- **What to work on**:
Continue the mailing-list reply about repairing btrfs errors, starting right after its last line.

- **Extract**:
Re: AW: How to (attempt to) repair these btrfs errors

public inbox for linux-btrfs@vger.kernel.org
 help / color / mirror / Atom feed

From: Qu Wenruo <quwenruo.btrfs@gmx.com>
To: Carsten Grommel <c.grommel@profihost.ag>,
	Zygo Blaxell <ce3g8jdj@umail.furryterror.org>
Cc: "linux-btrfs@vger.kernel.org" <linux-btrfs@vger.kernel.org>
Subject: Re: AW: How to (attempt to) repair these btrfs errors
Date: Mon, 7 Mar 2022 15:11:36 +0800	[thread overview]
Message-ID: <5379ca8e-0384-b447-52c1-a41ef0ded7e7@gmx.com> (raw)
In-Reply-To: <AM0PR08MB3265F930C35B1AFBA7E981B18E089@AM0PR08MB3265.eurprd08.prod.outlook.com>



On 2022/3/7 15:03, Carsten Grommel wrote:
> Thank you for the answer. We are using space_cache v2:
>
> /dev/sdc1 on /vmbackup type btrfs (rw,noatime,nobarrier,compress-force=zlib:3,ssd_spread,noacl,space_cache=v2,skip_balance,subvolid=5,subvol=/,x-systemd.mount-timeout=4h)

Records from a data collection
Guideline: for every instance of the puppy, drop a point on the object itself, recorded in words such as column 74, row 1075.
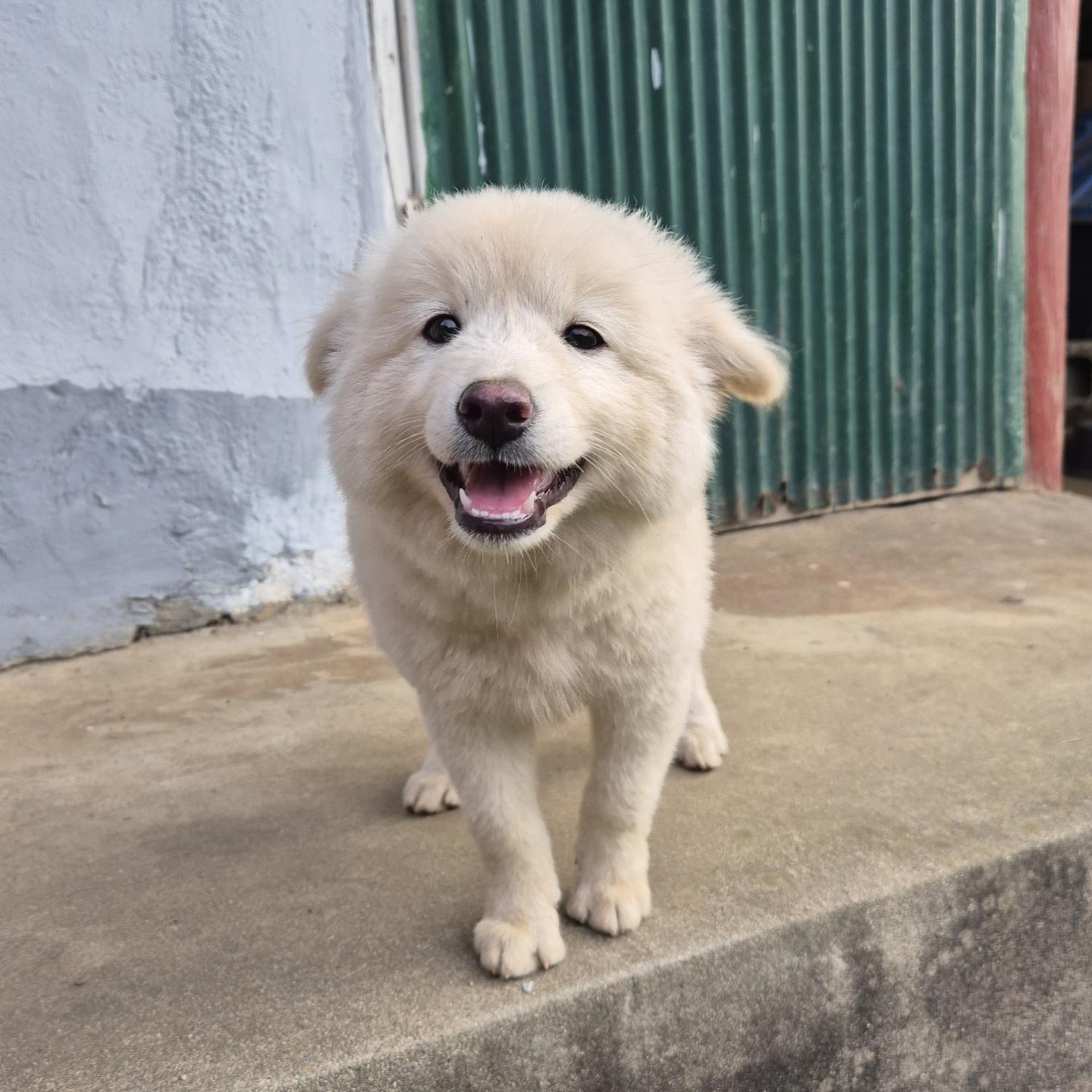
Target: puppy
column 522, row 388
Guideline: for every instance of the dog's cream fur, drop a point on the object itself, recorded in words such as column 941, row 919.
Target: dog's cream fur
column 606, row 604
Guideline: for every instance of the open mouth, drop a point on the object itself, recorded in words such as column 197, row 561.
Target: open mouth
column 497, row 499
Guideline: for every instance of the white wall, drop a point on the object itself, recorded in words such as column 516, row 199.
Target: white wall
column 179, row 186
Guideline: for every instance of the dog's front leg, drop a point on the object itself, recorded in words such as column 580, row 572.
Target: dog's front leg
column 635, row 732
column 494, row 770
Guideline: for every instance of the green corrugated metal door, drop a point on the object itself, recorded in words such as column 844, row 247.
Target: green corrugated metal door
column 852, row 168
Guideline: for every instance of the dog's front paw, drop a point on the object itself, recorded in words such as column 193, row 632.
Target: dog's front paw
column 430, row 791
column 703, row 746
column 511, row 950
column 613, row 908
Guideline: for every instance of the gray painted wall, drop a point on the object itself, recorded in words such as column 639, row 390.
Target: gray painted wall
column 181, row 185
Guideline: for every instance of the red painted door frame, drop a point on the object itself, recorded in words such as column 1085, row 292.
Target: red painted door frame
column 1050, row 87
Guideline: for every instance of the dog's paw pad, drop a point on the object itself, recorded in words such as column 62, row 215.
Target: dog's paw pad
column 611, row 908
column 428, row 792
column 510, row 951
column 701, row 747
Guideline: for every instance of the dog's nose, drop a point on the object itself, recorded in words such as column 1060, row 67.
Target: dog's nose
column 495, row 413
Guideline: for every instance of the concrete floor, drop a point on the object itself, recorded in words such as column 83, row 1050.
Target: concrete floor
column 207, row 878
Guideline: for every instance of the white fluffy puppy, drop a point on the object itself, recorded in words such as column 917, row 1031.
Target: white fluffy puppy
column 522, row 388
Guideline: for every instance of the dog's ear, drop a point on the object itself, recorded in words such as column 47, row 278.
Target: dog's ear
column 325, row 341
column 745, row 364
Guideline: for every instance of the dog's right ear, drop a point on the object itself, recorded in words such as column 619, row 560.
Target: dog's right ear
column 325, row 341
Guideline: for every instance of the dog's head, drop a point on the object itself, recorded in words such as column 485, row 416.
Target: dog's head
column 515, row 356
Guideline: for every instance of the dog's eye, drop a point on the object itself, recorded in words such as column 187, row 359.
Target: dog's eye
column 583, row 338
column 440, row 329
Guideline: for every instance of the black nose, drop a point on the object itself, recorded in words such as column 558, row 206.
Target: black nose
column 495, row 413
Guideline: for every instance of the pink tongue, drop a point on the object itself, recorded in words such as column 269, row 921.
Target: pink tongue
column 494, row 487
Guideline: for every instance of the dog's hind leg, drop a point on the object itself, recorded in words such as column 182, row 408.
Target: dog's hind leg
column 703, row 745
column 430, row 790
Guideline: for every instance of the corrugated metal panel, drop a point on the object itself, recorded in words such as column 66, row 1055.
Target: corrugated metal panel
column 852, row 168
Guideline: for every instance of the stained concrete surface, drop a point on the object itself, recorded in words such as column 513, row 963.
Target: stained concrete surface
column 209, row 880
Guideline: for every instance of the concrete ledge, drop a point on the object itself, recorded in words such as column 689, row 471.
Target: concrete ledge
column 209, row 880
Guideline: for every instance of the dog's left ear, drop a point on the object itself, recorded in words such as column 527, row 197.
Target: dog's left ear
column 745, row 364
column 325, row 342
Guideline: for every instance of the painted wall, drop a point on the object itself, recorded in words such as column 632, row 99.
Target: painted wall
column 179, row 187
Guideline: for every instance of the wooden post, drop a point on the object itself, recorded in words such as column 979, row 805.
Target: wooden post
column 1050, row 83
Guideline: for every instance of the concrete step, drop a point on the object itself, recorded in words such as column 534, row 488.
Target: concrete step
column 207, row 879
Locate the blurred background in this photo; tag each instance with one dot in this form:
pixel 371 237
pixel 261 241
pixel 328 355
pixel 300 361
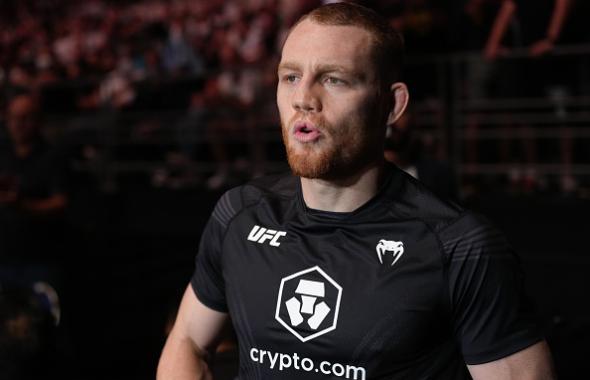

- **Exercise result**:
>
>> Data is raid0, so data repair is not possible.  Delete all the files
>> that contain corrupt data.
>
> I tried but as soon as I access the broken blocks btrfs fails into readonly so I am kind of in a deadlock there.

Btrfs only falls back to RO for very critical errors (which could affect
on-disk metadata consistency).

Thus plain data corruption should not cause the RO.

Mind to share a dmesg just after the RO fallback?

Thanks,
Qu

>
>> I don't see any errors in these logs that would indicate a metadata issue,
>> but huge numbers of messages are suppressed.  Perhaps a log closer
>> to the moment when the filesystem goes read-only will be more useful.
>
>> I would expect that if there are no problems on sda1 or sdb1 then it
>> should be possible to repair the metadata errors on sdd1 by scrubbing
> that device.
>
> I ran a number of scrubs now, at some point it always fails and btrfs remounts into readonly.
> I did not yet try to scrub specifically on sdd though, gonna try that.
>
> Should it remount again i will provide the most recent dmesg's right before it crashes.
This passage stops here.